Work instructions: Find "In this exercise you will indicate the wooden" in the records that follow; print that line and each subsequent line through the last one, verbatim and with nothing added.

***** Records for processing *****

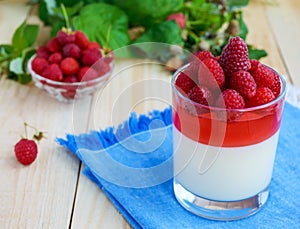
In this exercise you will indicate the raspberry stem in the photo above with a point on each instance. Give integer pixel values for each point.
(39, 135)
(65, 14)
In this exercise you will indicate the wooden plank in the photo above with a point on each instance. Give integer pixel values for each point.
(284, 19)
(125, 92)
(42, 193)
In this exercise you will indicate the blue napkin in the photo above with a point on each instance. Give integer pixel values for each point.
(140, 184)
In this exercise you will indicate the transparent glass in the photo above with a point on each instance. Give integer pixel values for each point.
(223, 159)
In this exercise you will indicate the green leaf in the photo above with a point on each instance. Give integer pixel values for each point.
(148, 12)
(103, 23)
(24, 36)
(234, 4)
(256, 53)
(156, 41)
(165, 32)
(5, 52)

*****

Exercise answer:
In this exercise you will indicate the wooden plank in the photo above with a point on each instance. Give integer pixel values for each point.
(284, 19)
(125, 92)
(42, 193)
In this exercise you will indicate the blue napkin in the photo above with a point on each instance. Give integer pixel values for each point.
(140, 184)
In this exercise you will indicate the transparent glass in the photo above with a point on each instance. Give integer pixel values for each point.
(223, 159)
In this exercise you will indicate the green leaf in the photo above with a point on each instance. Give integer pixel values for each point.
(148, 12)
(103, 23)
(24, 36)
(234, 4)
(256, 53)
(156, 41)
(165, 32)
(5, 52)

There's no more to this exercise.